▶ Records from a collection
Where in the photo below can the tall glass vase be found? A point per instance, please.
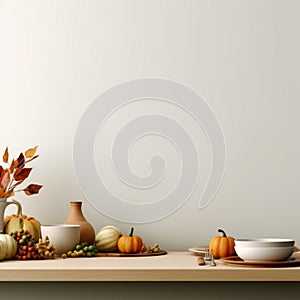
(3, 204)
(87, 232)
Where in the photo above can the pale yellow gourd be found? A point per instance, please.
(11, 245)
(107, 239)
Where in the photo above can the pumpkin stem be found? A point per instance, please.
(131, 231)
(223, 232)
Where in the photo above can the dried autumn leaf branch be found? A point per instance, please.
(16, 173)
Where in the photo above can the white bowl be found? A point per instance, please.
(63, 236)
(264, 253)
(264, 242)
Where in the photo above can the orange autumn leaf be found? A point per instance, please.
(21, 161)
(32, 189)
(9, 193)
(32, 158)
(13, 166)
(5, 155)
(21, 174)
(30, 152)
(4, 179)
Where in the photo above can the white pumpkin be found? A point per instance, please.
(3, 250)
(107, 239)
(11, 245)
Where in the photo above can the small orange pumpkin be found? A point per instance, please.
(130, 243)
(20, 222)
(222, 246)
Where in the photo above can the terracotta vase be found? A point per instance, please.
(87, 232)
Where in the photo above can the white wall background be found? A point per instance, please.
(241, 56)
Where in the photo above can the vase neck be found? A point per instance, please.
(76, 210)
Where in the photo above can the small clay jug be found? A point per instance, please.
(87, 232)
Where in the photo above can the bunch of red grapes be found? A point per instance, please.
(26, 245)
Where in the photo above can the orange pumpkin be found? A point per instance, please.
(130, 243)
(22, 222)
(222, 246)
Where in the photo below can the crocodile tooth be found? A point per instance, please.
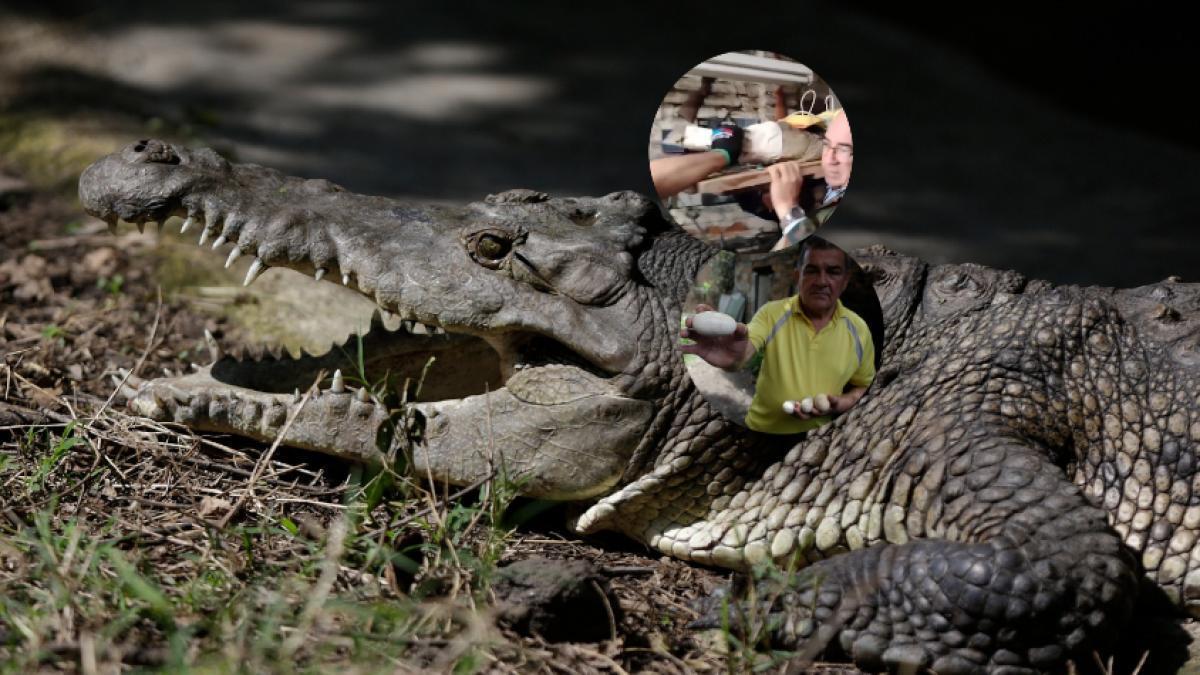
(124, 389)
(214, 346)
(256, 269)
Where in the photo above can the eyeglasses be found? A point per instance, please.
(844, 150)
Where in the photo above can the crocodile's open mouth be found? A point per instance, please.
(484, 396)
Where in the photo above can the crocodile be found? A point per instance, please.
(1021, 469)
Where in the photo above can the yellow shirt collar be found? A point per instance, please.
(795, 308)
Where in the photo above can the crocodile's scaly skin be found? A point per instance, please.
(1026, 454)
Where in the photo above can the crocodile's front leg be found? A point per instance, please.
(1027, 574)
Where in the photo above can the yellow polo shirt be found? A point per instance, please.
(801, 362)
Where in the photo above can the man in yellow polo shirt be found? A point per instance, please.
(810, 344)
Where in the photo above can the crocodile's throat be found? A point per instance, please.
(532, 303)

▶ EXERCISE BRIEF
I would like the data copied exactly as it stands, with no pictures included.

▶ ANSWER SPACE
Where in the photo below can the tall glass vase be found? A point per instance, please.
(3, 204)
(87, 232)
Where in the photo above can the pale yellow gourd be found? A point per instance, please.
(11, 245)
(107, 239)
Where in the photo above can the pumpkin stem be found? A point per instance, please.
(131, 231)
(223, 232)
Where in the photo above can the dried autumn leaf branch be found? A point per instance, please.
(16, 173)
Where in the photo above can the white bowl be found? A point per instance, please.
(63, 236)
(264, 253)
(264, 242)
Where in the photo above can the orange autumn leaf be found? A point per instance, please.
(21, 161)
(32, 189)
(9, 193)
(32, 158)
(13, 166)
(5, 155)
(21, 174)
(30, 152)
(4, 179)
Where in the photo above can the white pumpkin be found? A point per instance, please.
(3, 250)
(107, 239)
(11, 245)
Where in the photo above can the small orange pumpkin be found? A point per instance, please.
(130, 243)
(20, 222)
(222, 246)
Where in the photo above can the terracotta vase be found? A point per instance, please.
(87, 232)
Where in the photo above can the white wall background be found? A point per instance, please.
(241, 56)
Where in the photo above can the vase neck be found? A point per instance, please.
(76, 210)
Where in the photo above can the small clay jug be found? A point per instance, please.
(87, 232)
Where in the photo above can the bunch of red grapes be found? A point per instance, please.
(26, 245)
Where in the photo above can the orange pumpkin be found? A point per instance, please.
(130, 243)
(22, 222)
(222, 246)
Where in the photo below can the crocodile tooth be found? A point per instance, please.
(124, 389)
(214, 346)
(256, 269)
Where in the photo above can the eyeglasses be found? A point per instance, please.
(844, 150)
Where in the photo above can the crocodile's open mouth be found? A point per instance, please.
(484, 396)
Where in the photo above can the crocodile be found? A point per instance, please.
(1021, 469)
Where in the photo above can the yellow shirt collar be found? A point per instance, please.
(795, 308)
Where in the photo above can the crocodile's scaly skin be found? A point per instance, please.
(1026, 454)
Where in the photo above can the crocodile's front leg be found? A point per instance, please.
(1027, 574)
Where in the photo above can the yellow polo shirt be found? A point per instance, please.
(801, 362)
Where in the photo above can the man in yellow polo shirt be found? A point per instance, please.
(810, 344)
Where in the photo above can the crocodile's throat be found? A point per instance, please.
(532, 303)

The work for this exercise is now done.